[SELECTED EXTRACT]
◆ ◆ ◆

Dyepot, Teapot

Recipe: Yogurt Cheese and Naan

July 2, 2009 · Leave a Comment

This is one of my favorite foods, especially in hot weather. You might be familiar with yogurt cheese as the Lebanese dish labneh, and the naan could easily pass for a Greek pita.

Yogurt cheese is just yogurt with the whey drained out. I put a funnel in a pint glass, line it with a coffee filter, and fill the funnel with yogurt (plain, unflavored—I buy Strauss’ whole milk yogurt in a big tub). Then I leave the contraption in the fridge for at least a few hours. The longer it drains, the thicker the result. When it’s ready, save the whey for the naan.

I used to think flatbreads were tricky, but here’s my method now: use a solid rolling pin, and a cast iron frying pan. The rolling pin is easier to handle than a tortilla press, and the cast iron pan ensures that the bread cooks evenly and quickly.

Making Naan

Naan recipe courtesy of my brother Peter, who helped out after I lost the bookmark for the one I’d been using.

Mix together:
1/2 cup warm water
1 tbsp. sugar
1 scant tbsp. yeast

Let the yeast proof about five minutes.

Then add:
2 2/3 cups flour
1/2 cup whey or buttermilk *
1 tsp salt

*To make this dairy-free, use water with a teaspoon of vinegar. The acid weakens the gluten bonds, which improves the texture and makes it easier to roll out.

◆ ◆ ◆

[DATA SECTION]
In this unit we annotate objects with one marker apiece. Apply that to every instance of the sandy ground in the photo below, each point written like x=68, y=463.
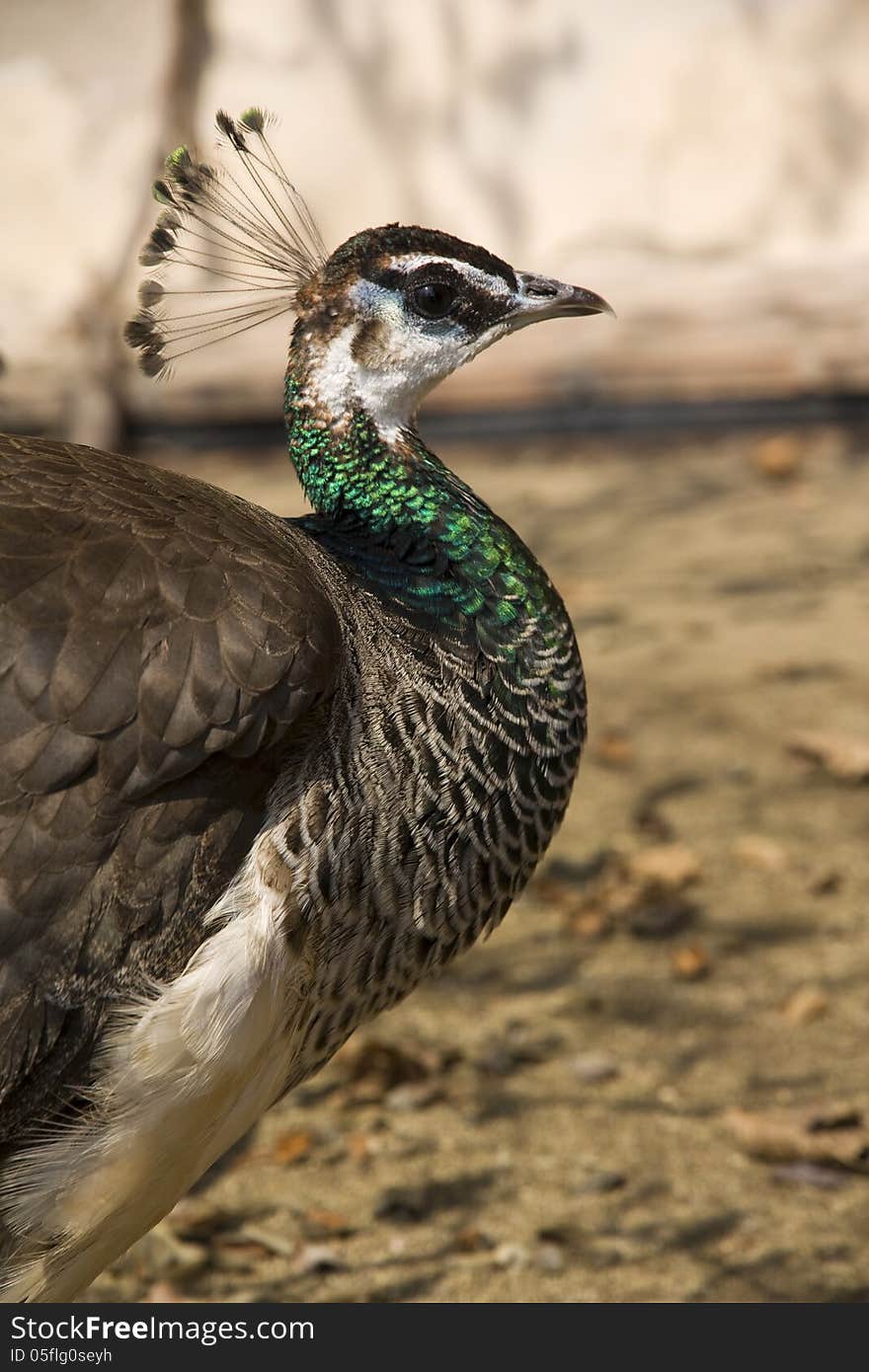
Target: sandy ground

◆ ◆ ◆

[TASKS FOR THIS EXERCISE]
1) Answer these questions about the yogurt cheese and naan recipe:
(a) What is used to line the funnel when draining the yogurt?
(b) About how long should the yeast proof?
(c) Who supplied the naan recipe?
2) Edit a passage of the yogurt cheese and naan recipe: begin at the words "July 2, 2009" and stop after "a Greek pita.", changing "hot weather" to "summer weather".

[ANSWERS BELOW]
1)
(a) A coffee filter.
(b) About five minutes.
(c) Peter, the writer's brother.

2)
July 2, 2009 · Leave a Comment

This is one of my favorite foods, especially in summer weather. You might be familiar with yogurt cheese as the Lebanese dish labneh, and the naan could easily pass for a Greek pita.